DIRECTIVE 1 = In the blog post on social media for writers below, rewrite the stretch from "The Water Cooler Writer—Many" through "for Homeland Security.", changing "Water Cooler Writer" to "Coffee Break Writer" wherever it occurs.

EXTRACTED TEXT =
Kristen Lamb

Author, Blogger, Social Media Jedi

Kristen Lamb — Photo

Daily Archives: September 14, 2011

 

There are a number of approaches to being successful on social media, but I have a confession to make. I am lazy. Really. If I gave into my nature, I am so lazy I could easily slip into a coma. Don’t let anyone sell you lies. Worker bees didn’t create the wonders of modern society, so don’t go thank the industrious. Go thank the lazy and impatient.

See, the lazy man didn’t want to get up out of his chair to turn the channel, so he invented the remote control. The lazy woman didn’t want to spend each and every moment entertaining her child, so she invented toys that whistle, sing and dance. It was lazy and impatient people who envisioned a world where we could drive a car—FAST— instead of having to bounce around in a carriage and hop several trains to go on vacation. The lazy and impatient invented cell phones so they didn’t have to wait on return phone calls and concocted drive-thru burger joints so they didn’t have to cook.

Okay, so maybe this is a little bit of tongue-and-cheek.

The Big Lie–Don’t Drink the Kool-Aid

Here’s the thing, society—especially American society—sells us a lie. We are basically told that the people who work 90 hours a week are more productive and valuable. Thus, what happens is many of us take this lie hook, line and sinker and then drag it into our writing lives. We believe that if we aren’t spending hours and hours on social media, that we aren’t being productive. We need to be good little worker bees and everything will turn out dandy if we put in enough time.

Wrong.

Working until we are half dead doesn’t mean we are productive. Actually, it’s quite the opposite. It means our approach is grossly inefficient. Lazy Kristen actually helps me be more efficient, crazy as that might sound. More on that in a moment.

Three Main Approaches to Social Media for Writers

The Water Cooler Writer—Many writers fall into the Water Cooler Writer category, especially when first starting out. This writer is on social media, but with no defined purpose and no real activity that will create a meaningful author platform. This writer often tweets using a cutesy moniker like @FairyWriter. She might blog about the writing experience or her daily struggles to be taken seriously, but her actual name is hard to find unless you work for Homeland Security.

None of the Water Cooler Writer’s activities are focused or involve strategy. She is waiting until she has a finished book and an agent to worry about building an author platform.

This is an okay place for any writer to start (though not ideal). This is basically the social media training wheels stage. But, if your goal is to race the Tour de France–*cough* be a professional published author that sells books—then the training wheels need to go.

DIRECTIVE 2 = Please copy out each line of the records below that contains the string "desk".

MATERIAL PROVIDED =
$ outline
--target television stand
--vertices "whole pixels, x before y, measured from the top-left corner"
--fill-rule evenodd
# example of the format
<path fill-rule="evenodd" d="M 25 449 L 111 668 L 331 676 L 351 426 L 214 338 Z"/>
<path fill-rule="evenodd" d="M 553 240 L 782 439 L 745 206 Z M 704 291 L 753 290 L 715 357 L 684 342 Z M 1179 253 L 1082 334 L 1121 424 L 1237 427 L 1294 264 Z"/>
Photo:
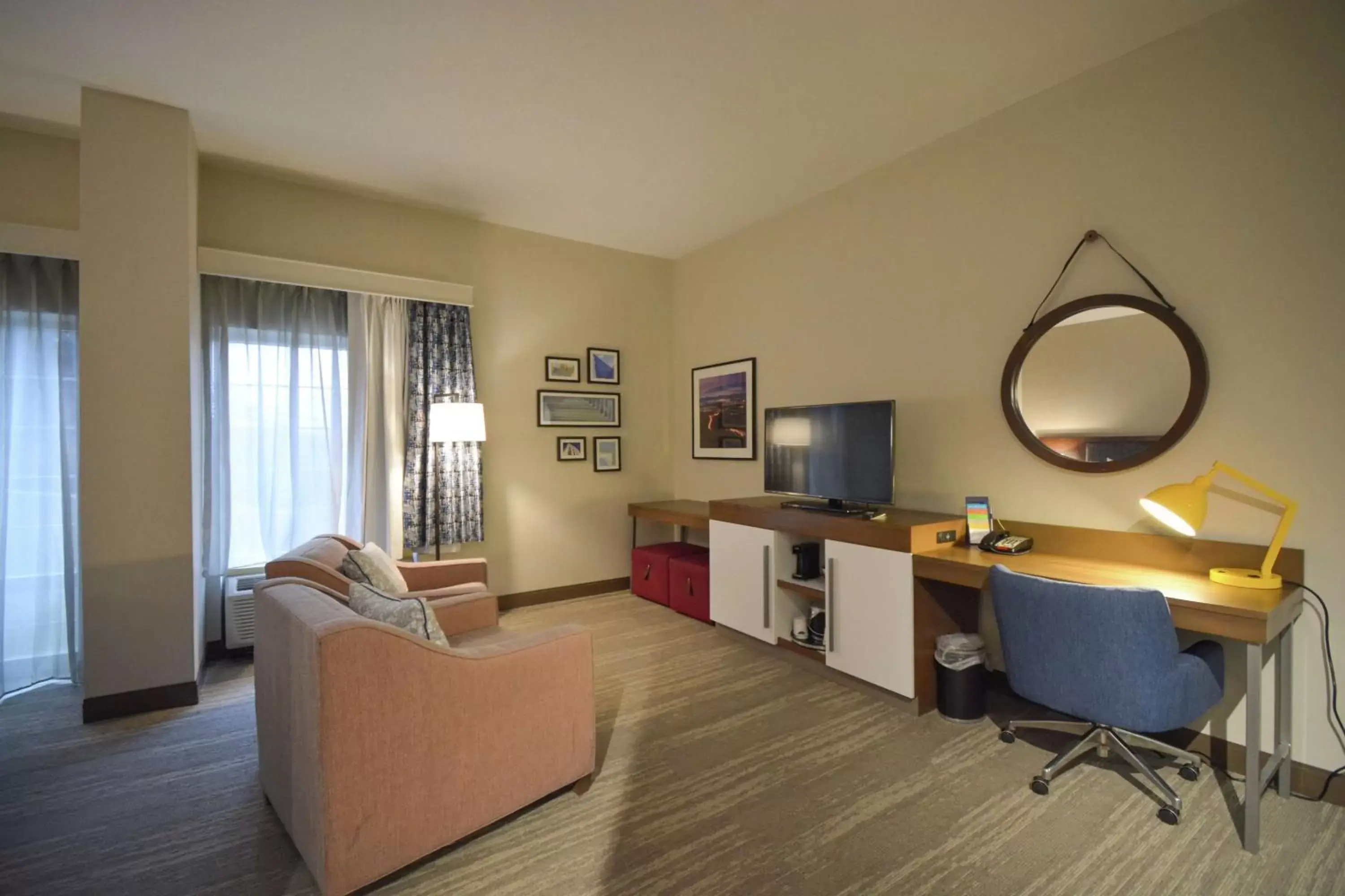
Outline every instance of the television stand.
<path fill-rule="evenodd" d="M 780 506 L 787 510 L 810 510 L 812 513 L 834 513 L 835 516 L 849 516 L 858 520 L 872 520 L 878 516 L 878 512 L 866 508 L 855 506 L 854 504 L 846 504 L 837 498 L 830 498 L 826 504 L 819 504 L 816 501 L 780 501 Z"/>

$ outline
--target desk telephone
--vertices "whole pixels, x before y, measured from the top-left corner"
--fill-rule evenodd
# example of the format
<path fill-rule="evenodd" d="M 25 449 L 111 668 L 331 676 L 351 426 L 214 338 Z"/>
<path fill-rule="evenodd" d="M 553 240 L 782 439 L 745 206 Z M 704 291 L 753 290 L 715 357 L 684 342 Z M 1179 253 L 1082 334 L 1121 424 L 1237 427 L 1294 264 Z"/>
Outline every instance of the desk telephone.
<path fill-rule="evenodd" d="M 995 527 L 999 531 L 995 532 Z M 972 541 L 987 553 L 1028 553 L 1032 539 L 1022 535 L 1009 535 L 1003 524 L 990 512 L 990 498 L 972 496 L 967 498 L 967 544 Z"/>
<path fill-rule="evenodd" d="M 990 553 L 1028 553 L 1032 551 L 1032 539 L 1025 535 L 989 532 L 981 539 L 981 549 Z"/>

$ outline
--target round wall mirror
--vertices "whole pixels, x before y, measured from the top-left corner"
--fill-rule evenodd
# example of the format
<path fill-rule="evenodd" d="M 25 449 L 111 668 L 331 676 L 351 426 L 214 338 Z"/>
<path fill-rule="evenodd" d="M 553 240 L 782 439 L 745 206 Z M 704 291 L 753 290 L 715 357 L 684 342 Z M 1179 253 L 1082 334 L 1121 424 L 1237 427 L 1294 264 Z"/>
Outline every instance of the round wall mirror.
<path fill-rule="evenodd" d="M 1049 312 L 1009 355 L 999 395 L 1028 450 L 1080 473 L 1154 459 L 1190 430 L 1209 367 L 1194 330 L 1138 296 L 1088 296 Z"/>

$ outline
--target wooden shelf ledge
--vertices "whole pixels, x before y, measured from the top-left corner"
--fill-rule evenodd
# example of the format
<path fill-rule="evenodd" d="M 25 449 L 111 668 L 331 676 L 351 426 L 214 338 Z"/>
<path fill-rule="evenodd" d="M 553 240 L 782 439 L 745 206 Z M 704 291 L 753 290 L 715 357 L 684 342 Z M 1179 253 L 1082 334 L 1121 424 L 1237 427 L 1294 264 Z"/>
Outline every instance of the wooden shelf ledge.
<path fill-rule="evenodd" d="M 784 588 L 785 591 L 794 591 L 795 594 L 802 594 L 808 600 L 826 600 L 827 592 L 822 584 L 822 579 L 808 579 L 806 582 L 799 582 L 798 579 L 776 579 L 775 583 Z"/>

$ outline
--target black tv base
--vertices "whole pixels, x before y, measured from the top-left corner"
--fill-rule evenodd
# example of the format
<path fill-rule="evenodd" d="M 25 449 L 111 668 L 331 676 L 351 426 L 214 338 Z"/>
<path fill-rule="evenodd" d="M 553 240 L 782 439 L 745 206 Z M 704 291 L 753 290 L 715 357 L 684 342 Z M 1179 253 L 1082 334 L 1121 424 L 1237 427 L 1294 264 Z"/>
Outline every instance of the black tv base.
<path fill-rule="evenodd" d="M 837 498 L 830 498 L 826 504 L 816 501 L 780 501 L 780 506 L 787 510 L 810 510 L 812 513 L 834 513 L 835 516 L 850 516 L 859 520 L 872 520 L 878 512 L 868 506 L 846 504 Z"/>

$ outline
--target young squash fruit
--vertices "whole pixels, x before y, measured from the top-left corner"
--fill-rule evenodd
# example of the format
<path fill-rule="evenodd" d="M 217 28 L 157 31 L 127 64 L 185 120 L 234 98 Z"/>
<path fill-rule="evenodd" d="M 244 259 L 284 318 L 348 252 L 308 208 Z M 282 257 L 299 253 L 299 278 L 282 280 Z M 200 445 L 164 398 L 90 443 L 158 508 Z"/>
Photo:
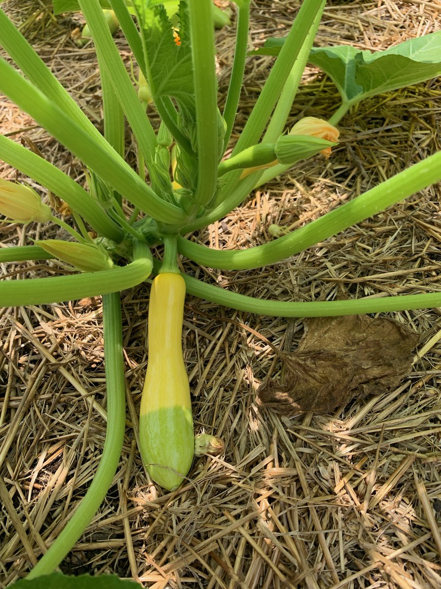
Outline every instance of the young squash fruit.
<path fill-rule="evenodd" d="M 153 280 L 148 316 L 148 362 L 141 398 L 141 457 L 156 482 L 173 491 L 193 461 L 190 387 L 182 356 L 185 283 L 173 272 Z"/>

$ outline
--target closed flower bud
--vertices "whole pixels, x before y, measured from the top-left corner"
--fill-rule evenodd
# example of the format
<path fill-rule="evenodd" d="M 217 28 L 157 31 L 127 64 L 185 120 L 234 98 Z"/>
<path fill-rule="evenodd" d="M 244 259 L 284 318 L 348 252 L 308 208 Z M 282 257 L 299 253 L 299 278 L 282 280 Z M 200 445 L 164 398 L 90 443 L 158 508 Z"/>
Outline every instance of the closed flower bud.
<path fill-rule="evenodd" d="M 209 434 L 199 434 L 195 436 L 195 454 L 203 456 L 204 454 L 220 454 L 223 452 L 225 445 L 220 438 L 210 435 Z"/>
<path fill-rule="evenodd" d="M 64 241 L 61 239 L 46 239 L 36 241 L 48 253 L 62 262 L 71 264 L 82 272 L 96 272 L 108 270 L 113 265 L 112 260 L 101 247 L 95 245 Z"/>
<path fill-rule="evenodd" d="M 152 98 L 152 92 L 150 91 L 150 87 L 141 70 L 139 70 L 139 75 L 138 80 L 139 84 L 138 88 L 138 98 L 139 98 L 141 102 L 145 102 L 146 104 L 151 104 L 153 102 L 153 98 Z"/>
<path fill-rule="evenodd" d="M 51 209 L 44 204 L 35 190 L 24 184 L 0 178 L 0 213 L 18 223 L 52 218 Z"/>
<path fill-rule="evenodd" d="M 311 137 L 318 137 L 319 139 L 326 139 L 328 141 L 335 143 L 338 141 L 340 131 L 322 118 L 305 117 L 295 124 L 289 131 L 289 134 L 308 135 Z M 320 153 L 326 157 L 329 157 L 331 154 L 330 147 L 322 150 Z"/>

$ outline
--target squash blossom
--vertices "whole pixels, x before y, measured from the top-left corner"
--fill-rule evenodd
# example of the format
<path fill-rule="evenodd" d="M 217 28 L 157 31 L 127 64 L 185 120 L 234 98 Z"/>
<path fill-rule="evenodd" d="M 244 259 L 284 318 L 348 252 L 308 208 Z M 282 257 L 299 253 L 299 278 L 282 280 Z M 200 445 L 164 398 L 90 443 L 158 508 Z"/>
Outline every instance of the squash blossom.
<path fill-rule="evenodd" d="M 295 124 L 289 131 L 289 134 L 308 135 L 310 137 L 318 137 L 319 139 L 325 139 L 327 141 L 332 141 L 335 143 L 338 141 L 340 131 L 322 118 L 305 117 Z M 326 147 L 320 153 L 326 158 L 328 158 L 331 154 L 331 148 Z"/>
<path fill-rule="evenodd" d="M 305 117 L 304 118 L 302 118 L 300 121 L 298 121 L 288 134 L 282 135 L 282 138 L 284 140 L 285 138 L 293 135 L 300 135 L 305 138 L 315 137 L 317 139 L 323 139 L 325 141 L 332 141 L 333 143 L 335 143 L 338 140 L 340 131 L 336 127 L 330 124 L 327 121 L 325 121 L 322 118 L 316 118 L 315 117 Z M 316 151 L 315 153 L 316 153 L 317 152 Z M 306 151 L 305 151 L 306 153 Z M 326 158 L 329 158 L 331 154 L 330 147 L 325 147 L 324 149 L 322 149 L 320 151 L 320 153 L 323 154 Z M 305 157 L 309 157 L 310 155 L 310 154 L 308 156 L 305 155 Z M 285 163 L 285 162 L 276 159 L 268 164 L 245 168 L 240 175 L 240 180 L 246 178 L 246 176 L 249 176 L 253 172 L 255 172 L 257 170 L 264 170 L 267 168 L 271 168 L 273 166 L 276 166 L 278 164 L 281 163 Z"/>
<path fill-rule="evenodd" d="M 0 213 L 17 223 L 52 219 L 52 211 L 44 204 L 35 190 L 12 180 L 0 178 Z"/>
<path fill-rule="evenodd" d="M 101 247 L 92 244 L 88 245 L 61 239 L 46 239 L 36 241 L 35 245 L 82 272 L 109 270 L 113 265 L 107 254 Z"/>

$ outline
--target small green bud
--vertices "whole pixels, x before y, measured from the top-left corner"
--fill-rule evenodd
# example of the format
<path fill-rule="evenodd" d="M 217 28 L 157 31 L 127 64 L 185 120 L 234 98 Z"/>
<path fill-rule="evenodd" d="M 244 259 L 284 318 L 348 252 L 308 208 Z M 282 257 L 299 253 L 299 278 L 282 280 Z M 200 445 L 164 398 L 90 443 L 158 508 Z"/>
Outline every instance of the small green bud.
<path fill-rule="evenodd" d="M 141 102 L 146 102 L 147 104 L 151 104 L 153 102 L 153 98 L 152 97 L 152 92 L 150 91 L 150 87 L 141 70 L 139 70 L 138 81 L 139 85 L 138 88 L 138 98 L 139 98 Z"/>
<path fill-rule="evenodd" d="M 105 9 L 103 10 L 103 14 L 104 15 L 104 18 L 105 19 L 106 22 L 110 29 L 111 33 L 112 35 L 115 35 L 119 27 L 119 23 L 116 18 L 116 15 L 113 10 Z M 92 38 L 92 35 L 91 34 L 90 29 L 89 28 L 89 25 L 86 24 L 83 27 L 83 30 L 81 32 L 81 37 L 77 39 L 75 42 L 78 45 L 78 47 L 81 47 L 83 45 L 85 45 L 88 41 L 90 41 Z"/>
<path fill-rule="evenodd" d="M 38 221 L 45 223 L 52 219 L 49 207 L 41 201 L 29 186 L 0 178 L 0 213 L 17 223 Z"/>
<path fill-rule="evenodd" d="M 198 434 L 195 436 L 195 455 L 220 454 L 223 451 L 225 445 L 223 440 L 209 434 Z"/>
<path fill-rule="evenodd" d="M 109 270 L 113 263 L 98 246 L 76 241 L 64 241 L 61 239 L 36 241 L 35 244 L 62 262 L 70 264 L 82 272 L 96 272 Z"/>

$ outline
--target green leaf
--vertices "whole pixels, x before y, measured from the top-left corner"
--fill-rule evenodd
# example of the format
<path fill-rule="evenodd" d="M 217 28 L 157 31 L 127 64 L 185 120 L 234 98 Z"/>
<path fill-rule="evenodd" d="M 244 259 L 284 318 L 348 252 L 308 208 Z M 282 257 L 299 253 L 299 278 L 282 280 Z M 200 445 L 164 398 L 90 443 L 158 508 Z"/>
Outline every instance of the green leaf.
<path fill-rule="evenodd" d="M 178 46 L 173 28 L 163 5 L 133 0 L 143 37 L 148 81 L 153 100 L 173 98 L 181 114 L 194 120 L 195 91 L 187 13 L 182 2 Z M 146 5 L 146 4 L 147 5 Z"/>
<path fill-rule="evenodd" d="M 250 54 L 277 55 L 283 41 L 268 39 Z M 308 61 L 328 74 L 344 101 L 359 102 L 441 75 L 441 31 L 384 51 L 363 51 L 350 45 L 314 47 Z"/>
<path fill-rule="evenodd" d="M 61 587 L 63 589 L 139 589 L 139 585 L 133 581 L 120 579 L 116 575 L 68 577 L 61 573 L 53 573 L 31 580 L 21 579 L 11 587 L 11 589 L 61 589 Z"/>

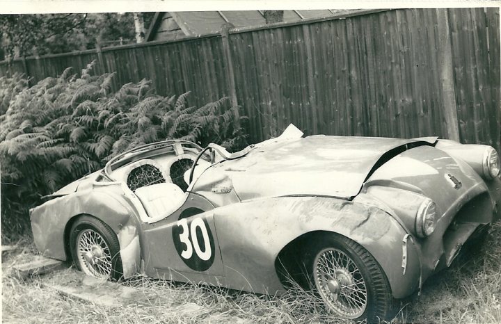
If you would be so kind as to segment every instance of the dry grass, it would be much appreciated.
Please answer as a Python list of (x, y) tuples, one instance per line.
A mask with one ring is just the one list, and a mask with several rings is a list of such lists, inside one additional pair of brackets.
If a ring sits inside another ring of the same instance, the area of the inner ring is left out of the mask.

TASK RESPONSE 1 =
The Coffee Break Writer—Many writers fall into the Coffee Break Writer category, especially when first starting out. This writer is on social media, but with no defined purpose and no real activity that will create a meaningful author platform. This writer often tweets using a cutesy moniker like @FairyWriter. She might blog about the writing experience or her daily struggles to be taken seriously, but her actual name is hard to find unless you work for Homeland Security.

TASK RESPONSE 2 =
--target desk telephone
Outline every instance of the desk telephone.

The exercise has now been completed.